President's Report

Biology major Erica Schenhals '13 examines the effect of a hormone on cancer cells

Erica Schenhals ’13 traces her interest in scientific research back to early childhood when her aunt was diagnosed with breast cancer and chose to forgo chemotherapy and radiation, instead using alternative treatments to battle the disease.

When the cancer entered remission years later, Schenhals wondered about the benefits of nontraditional therapies, and her sights were set on medicine. The biology major used the university’s top prize for undergraduate research to examine the effect of the hormone oxytocin on immune cells and breast cancer cells.

Oxytocin is released during breast-feeding and some researchers contend it could play a protective role, since women who breast-feed have lower incidences of breast cancer after menopause.

Schenhals’ work with oxytocin and cells has revealed that specific proteins in breast cancer cells are activated by oxytocin, research she presented at the American Society for Cell Biology Conference in San Francisco.

In her research, Schenhals determined the exact impact of the proteins and whether they cause division, replication or death of the cell.

_What needs to be done_. Summarize the profile of biology major Erica Schenhals in two sentences. None of the material is needed.

_Study material_.
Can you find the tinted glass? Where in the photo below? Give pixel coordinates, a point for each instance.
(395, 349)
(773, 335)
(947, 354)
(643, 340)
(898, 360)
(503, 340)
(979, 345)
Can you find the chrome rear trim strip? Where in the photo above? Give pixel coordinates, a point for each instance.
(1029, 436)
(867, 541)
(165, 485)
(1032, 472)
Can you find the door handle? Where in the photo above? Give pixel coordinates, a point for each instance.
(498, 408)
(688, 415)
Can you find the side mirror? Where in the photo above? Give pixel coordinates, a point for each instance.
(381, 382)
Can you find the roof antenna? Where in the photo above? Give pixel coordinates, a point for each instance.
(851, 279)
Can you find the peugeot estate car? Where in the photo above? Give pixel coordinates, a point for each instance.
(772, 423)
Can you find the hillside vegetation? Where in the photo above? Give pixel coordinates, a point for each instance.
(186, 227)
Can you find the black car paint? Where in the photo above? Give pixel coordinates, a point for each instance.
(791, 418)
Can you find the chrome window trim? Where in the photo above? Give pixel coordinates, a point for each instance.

_Output for this exercise_. Erica Schenhals '13 traces her interest in scientific research to her aunt, who was diagnosed with breast cancer, chose alternative treatments over chemotherapy and radiation, and later went into remission. With the university's top prize for undergraduate research, the biology major studied how the hormone oxytocin affects immune cells and breast cancer cells, found that it activates specific proteins in breast cancer cells, and presented that work at the American Society for Cell Biology Conference in San Francisco.